- Opening Delimiter -

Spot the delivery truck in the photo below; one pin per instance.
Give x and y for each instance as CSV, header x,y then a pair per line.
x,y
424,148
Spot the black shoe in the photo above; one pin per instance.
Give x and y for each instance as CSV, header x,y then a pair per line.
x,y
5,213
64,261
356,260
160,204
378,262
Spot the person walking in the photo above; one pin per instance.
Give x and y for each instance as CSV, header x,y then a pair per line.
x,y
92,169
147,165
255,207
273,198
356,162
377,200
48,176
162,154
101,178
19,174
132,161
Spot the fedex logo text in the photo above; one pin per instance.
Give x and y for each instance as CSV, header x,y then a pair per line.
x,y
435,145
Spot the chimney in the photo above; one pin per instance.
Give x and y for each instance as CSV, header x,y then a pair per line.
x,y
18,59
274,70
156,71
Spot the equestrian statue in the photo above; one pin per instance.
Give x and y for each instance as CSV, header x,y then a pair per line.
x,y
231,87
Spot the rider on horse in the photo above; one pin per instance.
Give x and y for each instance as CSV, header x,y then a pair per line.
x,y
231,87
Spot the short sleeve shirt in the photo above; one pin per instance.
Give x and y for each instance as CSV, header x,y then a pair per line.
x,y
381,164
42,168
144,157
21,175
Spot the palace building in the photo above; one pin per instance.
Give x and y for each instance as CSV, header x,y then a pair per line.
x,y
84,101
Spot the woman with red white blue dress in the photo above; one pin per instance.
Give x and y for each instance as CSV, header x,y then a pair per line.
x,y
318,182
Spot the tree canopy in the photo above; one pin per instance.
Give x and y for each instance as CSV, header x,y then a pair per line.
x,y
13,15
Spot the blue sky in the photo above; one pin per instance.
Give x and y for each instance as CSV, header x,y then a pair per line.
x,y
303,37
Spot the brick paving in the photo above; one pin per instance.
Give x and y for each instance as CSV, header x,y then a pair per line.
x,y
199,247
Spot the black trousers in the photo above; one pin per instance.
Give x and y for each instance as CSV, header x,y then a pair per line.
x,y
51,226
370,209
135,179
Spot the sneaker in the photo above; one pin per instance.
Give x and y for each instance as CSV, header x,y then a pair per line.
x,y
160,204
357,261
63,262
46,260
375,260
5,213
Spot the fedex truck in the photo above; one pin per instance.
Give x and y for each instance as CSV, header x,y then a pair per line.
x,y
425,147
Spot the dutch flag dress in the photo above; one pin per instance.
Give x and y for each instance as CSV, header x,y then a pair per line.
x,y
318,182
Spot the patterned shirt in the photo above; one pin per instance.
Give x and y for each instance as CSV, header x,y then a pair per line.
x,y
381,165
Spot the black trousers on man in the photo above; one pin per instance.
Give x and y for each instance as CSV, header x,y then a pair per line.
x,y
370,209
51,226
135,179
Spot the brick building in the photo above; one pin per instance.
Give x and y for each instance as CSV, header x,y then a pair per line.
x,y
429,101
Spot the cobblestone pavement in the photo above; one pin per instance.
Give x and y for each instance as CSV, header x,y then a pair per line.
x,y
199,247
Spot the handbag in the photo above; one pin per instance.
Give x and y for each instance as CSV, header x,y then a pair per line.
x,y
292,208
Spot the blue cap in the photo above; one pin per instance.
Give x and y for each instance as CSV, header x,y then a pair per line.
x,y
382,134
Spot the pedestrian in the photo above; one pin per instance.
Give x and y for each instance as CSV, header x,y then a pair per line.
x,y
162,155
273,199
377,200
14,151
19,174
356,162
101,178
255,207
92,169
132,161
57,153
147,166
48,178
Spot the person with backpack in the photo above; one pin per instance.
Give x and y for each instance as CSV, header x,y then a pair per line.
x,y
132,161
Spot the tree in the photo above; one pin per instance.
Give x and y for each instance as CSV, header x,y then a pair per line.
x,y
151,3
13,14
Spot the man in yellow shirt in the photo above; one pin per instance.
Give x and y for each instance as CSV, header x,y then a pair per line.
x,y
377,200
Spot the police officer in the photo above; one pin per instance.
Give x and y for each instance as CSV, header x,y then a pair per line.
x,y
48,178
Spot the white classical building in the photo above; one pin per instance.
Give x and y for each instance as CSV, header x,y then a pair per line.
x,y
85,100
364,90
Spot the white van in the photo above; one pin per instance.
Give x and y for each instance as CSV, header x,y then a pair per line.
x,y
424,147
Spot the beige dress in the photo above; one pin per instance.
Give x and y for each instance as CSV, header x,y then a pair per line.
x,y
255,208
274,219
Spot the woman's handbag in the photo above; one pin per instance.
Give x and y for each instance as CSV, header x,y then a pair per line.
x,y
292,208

- Closing Delimiter -

▸ **ABOUT THIS EXERCISE**
Exactly as written, give the records again.

▸ **SOLVED PROBLEM**
Spot the delivery truck in the photo below; one pin per instance.
Give x and y for each instance as CSV, header x,y then a pair per line.
x,y
424,148
Spot the black shoe in the photo above; one pin per instance.
Give x and y for each instance as CSV, header x,y then a pair per line.
x,y
5,213
64,261
356,260
160,204
378,262
Spot the person walking in the photo above; one pin per instance.
Give x and y for each instance as CSV, header x,y then a pair per line.
x,y
92,169
147,165
255,207
273,198
356,162
377,200
48,176
162,154
101,178
19,174
132,161
Spot the fedex logo text in the photo above; one pin per instance.
Give x and y for each instance as CSV, header x,y then a pair per line.
x,y
435,145
Spot the chimney in the photo above; one pin per instance.
Give x and y for each instance as CSV, header x,y then a pair per line.
x,y
18,59
274,70
156,71
Spot the equestrian statue in the photo above; one pin per instance.
Give x and y for each instance as CSV, header x,y then a pair per line.
x,y
231,87
Spot the rider on horse in the photo above; one pin per instance.
Give x and y for each instance as CSV, header x,y then a pair per line.
x,y
231,87
Spot the short sleeve shirt in the photo above; one pin per instance.
Give x and y for each instance as CSV, header x,y then a pair per line.
x,y
381,164
42,168
144,157
21,175
Spot the palace building in the photo above; one pin per instance.
Give x and y for each instance as CSV, header x,y then a pair per line.
x,y
84,101
Spot the woman with red white blue dress in the photo above; one pin per instance.
Give x and y for each instance as CSV, header x,y then a pair per line.
x,y
318,182
Spot the tree canopy in the photo above; one pin per instance.
Give x and y for each instance as CSV, header x,y then a pair per line.
x,y
13,15
Spot the blue sky in the photo above; one pin per instance.
Give x and y for each instance as CSV, header x,y then a pair per line.
x,y
303,37
Spot the brick paving in the photo above; one pin per instance.
Give x and y for each instance as CSV, header x,y then a pair per line.
x,y
199,247
Spot the black trousers in the photo above; one pin per instance.
Give x and y for each instance as CSV, header x,y then a pair per line.
x,y
51,226
370,209
135,179
Spot the sneaker in the photo above; one pin per instance.
Give x and y for each instance as CSV, header x,y then a pair per line.
x,y
160,204
357,261
63,262
46,260
375,260
5,213
Spot the fedex truck in the photo above; one pin per instance.
Give x and y for each instance as CSV, header x,y then a pair per line.
x,y
425,147
Spot the dutch flag dress in the photo above; one pin per instance.
Give x and y for each instance as CSV, header x,y then a pair per line.
x,y
318,182
Spot the patterned shirt in the photo above; one pin per instance.
Give x and y for each instance as CSV, header x,y then a pair per line.
x,y
381,165
Spot the black trousers on man in the photo above; one pin per instance.
Give x and y for each instance as CSV, header x,y then a pair per line.
x,y
370,209
51,226
135,179
Spot the brick building in the photo above; one pin per instance.
Give x and y for each instance as CSV, header x,y then a pair per line.
x,y
429,101
Spot the cobblestone pavement in the photo above; one pin per instance.
Give x and y for each instance as CSV, header x,y then a pair per line.
x,y
199,247
Spot the handbag in the photo above; one pin per instance.
Give x and y for each instance as CSV, header x,y then a pair per line.
x,y
292,208
Spot the blue cap in the photo above; one pin per instance.
Give x and y for each instance as CSV, header x,y then a pair per line.
x,y
382,134
Spot the pedestrian in the photo above; one pin per instance.
Give x and y for each instance as CSV, header x,y then a pair per line.
x,y
162,155
273,199
377,200
14,151
19,174
356,162
101,178
255,207
92,169
132,161
57,153
147,166
48,178
Spot the person with backpack in the photo above; one pin per instance.
Give x and y for each instance as CSV, header x,y then a pair per line.
x,y
132,161
Spot the tree in the photo above; one pin per instance.
Give x and y for each instance as CSV, header x,y then a pair per line.
x,y
151,3
13,14
Spot the man in yellow shirt in the photo above; one pin per instance.
Give x and y for each instance as CSV, header x,y then a pair per line.
x,y
377,200
Spot the police officer in the photo above; one pin per instance.
Give x and y for each instance as CSV, header x,y then a pair per line.
x,y
48,178
Spot the white classical building in the photo above; one pin per instance.
Give x and y for each instance as CSV, header x,y then a pair per line.
x,y
85,100
364,90
Spot the white van in the photo above; one pin per instance.
Give x and y for each instance as CSV, header x,y then a pair per line.
x,y
424,147
Spot the beige dress in the photo above; one pin per instance.
Give x and y for each instance as CSV, header x,y then a pair per line.
x,y
255,208
274,219
Spot the woman's handbag in the photo above; one pin per instance.
Give x and y for each instance as CSV, header x,y then a pair per line.
x,y
292,208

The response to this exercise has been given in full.